(WORK REQUEST)
Answer these questions about the grant summary below on early environment and colonic diseases:
1. Which institution is listed for the grant?
2. According to the summary, what makes intestinal stem cells critically important for gut function?
3. During what period did the earlier work find a subset of 3’ CpG islands methylated in intestinal stem cells in mice?

(GIVEN PASSAGE)
# Early Environment, Developmental Epigenetics, and Adult Colonic Diseases

> **NIH NIH R01** · BAYLOR COLLEGE OF MEDICINE · 2021 · $304,557

## Abstract

PROJECT SUMMARY
Gut microbial colonization in early postnatal life plays a crucial role in mammalian intestinal development. It
has long been postulated that DNA methylation, as an epigenetic mechanism to control gene expression, is
involved in intestinal host-microbial interactions. The high turnover of intestinal epithelial cells throughout life
makes intestinal stem cells (ISCs) critically important for gut function. Remarkably, however, how the
mechanisms underlying the effects of the gut microbiota on DNA methylation to regulate the emergence and
behavior of adult ISCs remain poorly understood. Improving our understanding of this process is fundamental
for human health because intestinal epithelium is one of the major tissue targets of inflammation and
tumorigenesis, and aberrant DNA methylation as well as alterations of the gut microbiota are increasingly
recognized to be critical for disease pathogenesis. The proposed research extends our previous work that
identified a subset of 3’ CpG islands (3’ CGIs) that are methylated in ISCs during the suckling period in mice.

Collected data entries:
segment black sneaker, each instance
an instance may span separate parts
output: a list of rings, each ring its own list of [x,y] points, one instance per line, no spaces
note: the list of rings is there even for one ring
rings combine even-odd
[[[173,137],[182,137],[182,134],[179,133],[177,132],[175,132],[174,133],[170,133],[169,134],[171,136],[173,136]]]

(WRITTEN RESPONSE)
1. Baylor College of Medicine
2. The high turnover of intestinal epithelial cells throughout life
3. The suckling period